Copy out the first line of the listing and every line after it, exactly, until you have copied the line containing "Target: round stone tower".

- _RECORDS TO PROCESS_:
==*==
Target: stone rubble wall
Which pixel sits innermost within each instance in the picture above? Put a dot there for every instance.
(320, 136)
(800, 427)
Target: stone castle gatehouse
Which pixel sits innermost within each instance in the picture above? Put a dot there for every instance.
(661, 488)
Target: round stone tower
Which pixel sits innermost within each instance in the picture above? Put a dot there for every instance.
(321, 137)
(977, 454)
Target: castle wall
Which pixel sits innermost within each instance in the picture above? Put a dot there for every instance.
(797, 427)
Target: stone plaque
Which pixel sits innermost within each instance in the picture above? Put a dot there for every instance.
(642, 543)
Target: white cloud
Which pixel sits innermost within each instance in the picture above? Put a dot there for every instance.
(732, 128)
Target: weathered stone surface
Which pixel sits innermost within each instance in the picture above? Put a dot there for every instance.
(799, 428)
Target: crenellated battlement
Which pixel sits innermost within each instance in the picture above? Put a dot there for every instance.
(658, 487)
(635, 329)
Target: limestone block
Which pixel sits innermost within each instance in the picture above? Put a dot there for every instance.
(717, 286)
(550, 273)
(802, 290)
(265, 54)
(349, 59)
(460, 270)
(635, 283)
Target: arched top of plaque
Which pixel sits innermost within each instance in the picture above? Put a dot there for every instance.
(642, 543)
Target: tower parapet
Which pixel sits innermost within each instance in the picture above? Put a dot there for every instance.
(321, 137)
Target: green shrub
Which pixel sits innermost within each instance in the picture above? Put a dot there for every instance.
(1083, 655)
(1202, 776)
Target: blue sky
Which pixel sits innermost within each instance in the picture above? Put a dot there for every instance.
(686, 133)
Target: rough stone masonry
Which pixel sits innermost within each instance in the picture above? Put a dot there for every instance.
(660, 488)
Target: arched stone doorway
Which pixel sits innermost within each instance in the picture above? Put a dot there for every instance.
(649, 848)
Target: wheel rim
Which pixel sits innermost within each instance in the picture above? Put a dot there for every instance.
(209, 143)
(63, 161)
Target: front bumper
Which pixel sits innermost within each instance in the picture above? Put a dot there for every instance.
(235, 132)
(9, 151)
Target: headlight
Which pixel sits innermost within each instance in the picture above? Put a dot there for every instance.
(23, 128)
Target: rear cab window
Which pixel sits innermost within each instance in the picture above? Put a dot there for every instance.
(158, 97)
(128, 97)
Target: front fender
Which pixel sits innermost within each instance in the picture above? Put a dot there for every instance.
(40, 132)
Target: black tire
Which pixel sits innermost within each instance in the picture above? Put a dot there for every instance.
==*==
- _TASK OUTPUT_:
Target: stone rubble wall
Which pixel sits innermost within each instance in the picture above? Put a dot there for every instance.
(320, 136)
(800, 427)
Target: stone castle gatehouse
Which pixel sits innermost within each instance in the picture above? Put a dot there for every instance.
(661, 488)
Target: round stone tower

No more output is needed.